= Description of the task =
Repeat, exactly as written, all of the entries, but not their pictures.

**** Records for this task ****

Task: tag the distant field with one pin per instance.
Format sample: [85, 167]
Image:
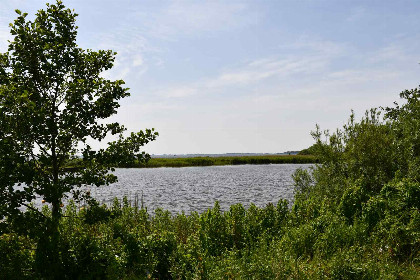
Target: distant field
[209, 161]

****

= Task solution =
Task: tag the distant field with one pin per instance.
Format sample: [85, 167]
Image:
Target: distant field
[209, 161]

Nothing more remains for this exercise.